TASK BRIEF.
Can you write out all of the items below again with "ear plug" swapped for "earplug" everywhere and nothing else altered? Leave the pictures out.

• • • • •

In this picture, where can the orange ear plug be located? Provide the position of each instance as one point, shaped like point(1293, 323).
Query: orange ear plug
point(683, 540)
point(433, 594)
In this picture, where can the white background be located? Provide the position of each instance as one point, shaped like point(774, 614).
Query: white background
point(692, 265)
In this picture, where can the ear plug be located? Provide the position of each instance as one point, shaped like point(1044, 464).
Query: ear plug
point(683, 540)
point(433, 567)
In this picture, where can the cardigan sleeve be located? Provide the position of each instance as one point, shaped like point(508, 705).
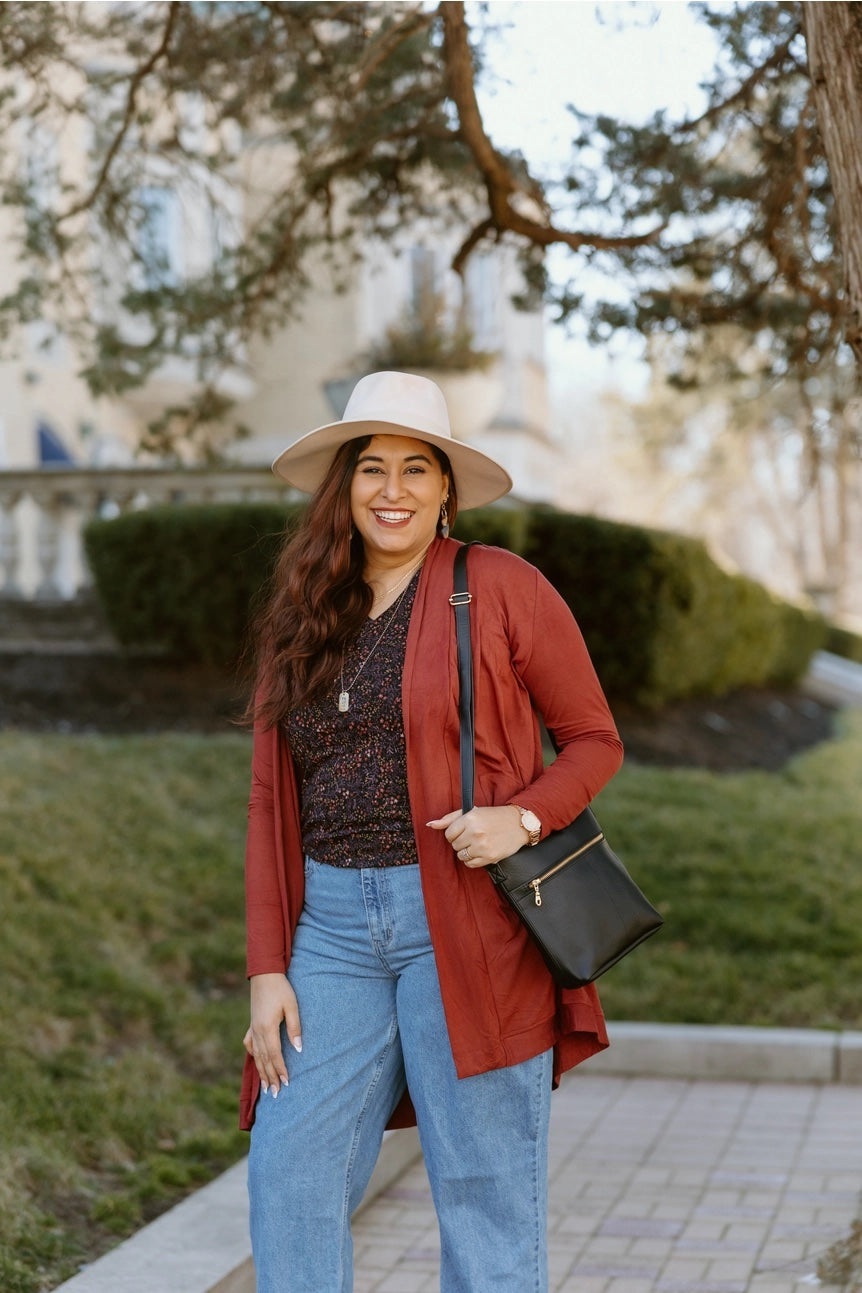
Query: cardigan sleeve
point(551, 657)
point(265, 926)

• • • • •

FINAL RESULT.
In this picture, where can the orange earplug be located? Provide the position of each instance as one point, shaped like point(1293, 323).
Query: orange earplug
point(683, 540)
point(433, 594)
In this picture, where can the white background be located? Provide the position of each instance as one point, shaped like point(774, 614).
Query: white background
point(692, 265)
In this picture, where can the earplug be located? Provide the position of each instance as one point, shaped like point(1044, 464).
Query: earplug
point(683, 540)
point(433, 567)
In this picture, where can the cardigan sleeve be located? Provide the position of each instance as one point, shaped like point(508, 705).
Query: cardigan sleeve
point(551, 657)
point(265, 926)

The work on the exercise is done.